▶ **Work to do**
Starting at the beginning of the records and going on through the line containing "(444, 413), (556, 522)", please copy every line, both ends included, and scale each box coordinate in the answers by 0.4, rounding to whole numbers with halves going up. Leave the requests and their sample coordinates unchanged.

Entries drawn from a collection
** BEGIN **
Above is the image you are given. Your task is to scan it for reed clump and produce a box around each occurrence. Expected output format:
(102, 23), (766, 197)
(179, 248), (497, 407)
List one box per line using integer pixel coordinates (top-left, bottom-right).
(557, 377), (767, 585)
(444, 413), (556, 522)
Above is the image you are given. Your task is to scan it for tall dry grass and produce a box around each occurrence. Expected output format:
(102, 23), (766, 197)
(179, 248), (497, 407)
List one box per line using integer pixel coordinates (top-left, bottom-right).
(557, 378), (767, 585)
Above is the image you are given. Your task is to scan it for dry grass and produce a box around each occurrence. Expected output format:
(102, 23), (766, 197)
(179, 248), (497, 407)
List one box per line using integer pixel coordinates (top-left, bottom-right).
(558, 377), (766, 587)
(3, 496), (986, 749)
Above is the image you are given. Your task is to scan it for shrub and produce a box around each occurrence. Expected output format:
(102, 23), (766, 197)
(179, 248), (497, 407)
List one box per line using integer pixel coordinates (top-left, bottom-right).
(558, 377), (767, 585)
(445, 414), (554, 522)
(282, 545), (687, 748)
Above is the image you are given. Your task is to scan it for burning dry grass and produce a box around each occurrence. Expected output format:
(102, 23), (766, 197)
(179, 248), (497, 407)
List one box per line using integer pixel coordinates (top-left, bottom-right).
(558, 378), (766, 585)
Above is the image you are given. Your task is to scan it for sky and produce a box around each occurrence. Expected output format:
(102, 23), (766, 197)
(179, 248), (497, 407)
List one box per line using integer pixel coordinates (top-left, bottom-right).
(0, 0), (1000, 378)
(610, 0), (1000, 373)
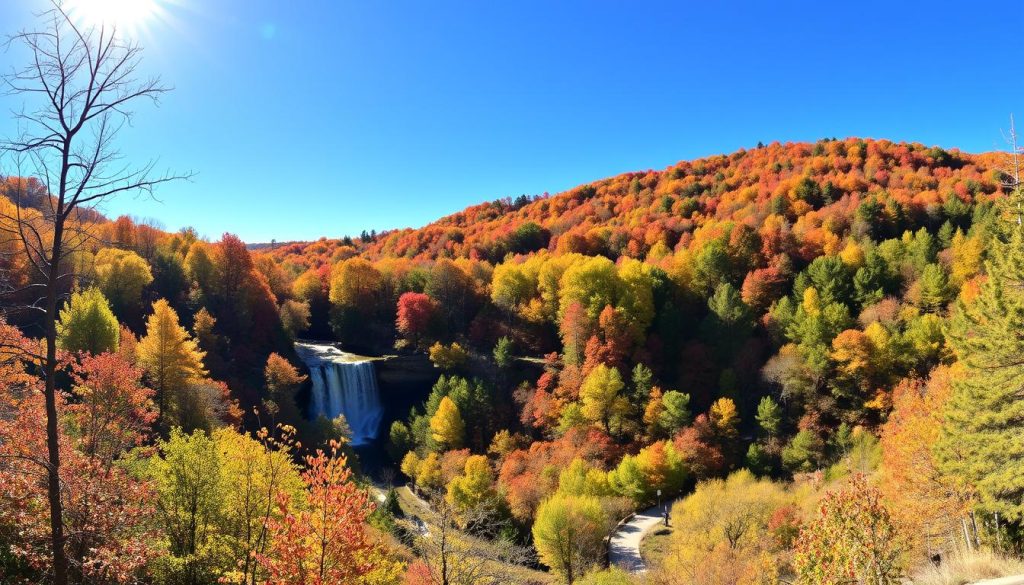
** END **
▶ **Solved problem**
Above is the image you are given. Your task is to scan it for reed clump and produce a box around each occurrence. Expected output format:
(102, 23), (766, 197)
(179, 248), (497, 407)
List one box per line using integer pixel coordinates (top-left, bottom-right).
(223, 151), (307, 234)
(178, 165), (222, 209)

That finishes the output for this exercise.